Friday, 7 August 2020

Expressway Regex

 Credits for this article goes to https://www.collabarchitects.co/

 Test your Regex at https://regex101.com/

 

Example 1: Match a specific URI

 

.*@example.webex.com

 

We often use a regex like the one above to route calls to a specific URI.  In this case, we're matching anything with the domain example.webex.com.  Here's how we did it:

 

. matches any single character

 

* matches the character proceeding it zero or more times 

 

Thus .* would match any single character zero or more times

 

Add the domain @example.webex.com as a qualifier to only match the characters proceeding that specific domain.

 

Make sense?  Let's use an example:

 

jonathan@example.webex.com is a MATCH

 

jonathan123@example.webex.com is a MATCH

 

jonathan@acme.webex.com is NOT A MATCH, we are only matching URIs with the specific domain example.webex.com

 

Pretty simple, right?

 

Example 2: Match all URIs EXCEPT a specific URI

 

(?!.*@example\.com*$).*

 

This regex is often used to match all domains that are not the local domain (i.e. external domains).  In the above example, we're matching everything except example.com.  Here's how we did it:

 

( ) nests characters for grouping

 

.* matches all characters (remember our previous example?)

 

Thus, the regex reads: check the expression in the ( ) and otherwise match everything .* 

 

Do you understand thus far?  If not, go back to our first example. Now comes the interesting part:

 

?  matches zero or one occurrence of a pattern; thus ba?b matches bb and bab, but not baab

 

?! is an advanced regex called a lookaround.  More importantly, it's a negative lookahead.  Negative lookaheads require that a specific pattern NOT be met in the expression to the right.  In this case, we require example.com to not be in the expression for a match.

 

\ is an escape for a special character.  In our example, we want . in .com to be matched and thus need to use the \ 

 

* matches the character proceeding it zero or more times

 

$ matches the character or null string at the end of an input string; thus 123$ matches 0123, but not 1234

 

Thus, the regex ?!.*@example\.com*$ is read: exclude any expression matching .*@example.com

 

Let's put it all together: (?!.*@example\.com*$).* should be read: exclude any URI with the domain example.com but match all other URIs

 

Make sense?  Let's use an example:

 

jonathan@example.com is NOT A MATCH

 

jonathan123@example.com is NOT A MATCH

 

jonathan@acme.com is a MATCH

 

That one was a bit tougher, lookarounds are not for the faint of heart.  Grab a cup of coffee, let's start looking at using regex replacement strings.
+++
Brief 1
How would you render this sentence from the Expressway regex post in Spanish: "Negative lookaheads require that a specific pattern NOT be met in the expression to the right."?
Brief 2
Could you write the next section of the Expressway regex post, picking up after its final sentence about regex replacement strings?
The rows have nothing to do with these tasks.
+++
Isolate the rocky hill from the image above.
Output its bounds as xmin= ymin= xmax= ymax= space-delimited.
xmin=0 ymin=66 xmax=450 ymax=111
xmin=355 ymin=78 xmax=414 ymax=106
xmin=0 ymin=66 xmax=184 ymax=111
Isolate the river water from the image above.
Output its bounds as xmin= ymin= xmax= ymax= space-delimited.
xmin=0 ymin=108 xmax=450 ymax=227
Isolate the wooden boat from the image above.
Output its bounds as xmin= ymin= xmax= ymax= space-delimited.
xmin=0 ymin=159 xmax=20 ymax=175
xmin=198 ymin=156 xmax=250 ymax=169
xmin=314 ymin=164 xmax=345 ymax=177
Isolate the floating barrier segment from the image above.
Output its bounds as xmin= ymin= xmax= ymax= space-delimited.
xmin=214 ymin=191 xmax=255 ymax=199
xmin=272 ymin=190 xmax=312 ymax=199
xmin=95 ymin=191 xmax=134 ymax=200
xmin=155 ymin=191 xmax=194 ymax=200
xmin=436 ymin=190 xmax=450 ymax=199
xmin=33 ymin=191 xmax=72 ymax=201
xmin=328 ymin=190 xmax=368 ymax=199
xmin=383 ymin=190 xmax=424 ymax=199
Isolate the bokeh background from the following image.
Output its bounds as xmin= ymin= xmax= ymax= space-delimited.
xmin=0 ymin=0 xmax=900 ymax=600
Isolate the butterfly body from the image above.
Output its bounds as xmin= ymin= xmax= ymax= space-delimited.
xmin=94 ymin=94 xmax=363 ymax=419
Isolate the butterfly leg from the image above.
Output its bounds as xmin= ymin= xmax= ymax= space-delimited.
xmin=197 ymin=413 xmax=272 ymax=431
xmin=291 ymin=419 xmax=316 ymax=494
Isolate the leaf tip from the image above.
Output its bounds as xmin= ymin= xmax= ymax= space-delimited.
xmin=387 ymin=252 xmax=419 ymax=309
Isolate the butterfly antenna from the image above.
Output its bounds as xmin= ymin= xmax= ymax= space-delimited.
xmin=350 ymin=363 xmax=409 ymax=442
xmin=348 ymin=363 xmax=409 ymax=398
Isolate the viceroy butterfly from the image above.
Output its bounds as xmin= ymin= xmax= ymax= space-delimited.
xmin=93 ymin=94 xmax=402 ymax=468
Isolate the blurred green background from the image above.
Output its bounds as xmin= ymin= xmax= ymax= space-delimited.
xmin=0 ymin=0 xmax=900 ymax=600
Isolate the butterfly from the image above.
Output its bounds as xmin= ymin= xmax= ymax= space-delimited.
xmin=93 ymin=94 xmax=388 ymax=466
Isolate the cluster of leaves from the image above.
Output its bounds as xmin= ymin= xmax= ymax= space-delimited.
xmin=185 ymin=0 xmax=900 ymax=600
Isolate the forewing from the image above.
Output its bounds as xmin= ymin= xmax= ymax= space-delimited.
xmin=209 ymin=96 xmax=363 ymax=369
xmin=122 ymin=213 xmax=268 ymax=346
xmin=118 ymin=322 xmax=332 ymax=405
+++
Final result 1
Los lookaheads negativos requieren que un patrón específico NO se cumpla en la expresión de la derecha.

Final result 2
Example 2: Use Replace

 

The Replace function in Expressway transforms is exceedingly useful when you need to modify an inbound URI or set of digits.  For example, we often want Expressway registered endpoints to dial a 5 digit internal numbers and route to CUCM.  To properly route, we need to take the 5 digit sting and convert to a URI.  Here's how we did it:

 

Match Pattern String: \d{5}

Behavior: Replace

Replacement String: \1@example.com

 

\d matches any single digit.  The {5} modifies the meaning to match any set of 5 digits.  Thus, 12345 matches but 123456 does not.

 

\1 matches the same text as was most recently matched.  In our case, it matches the same 5 digits that were matched in the first string.

 

Thus, the regex: \d{5} replace \1@example.com should be read; match any five digits and add example.com to the domain.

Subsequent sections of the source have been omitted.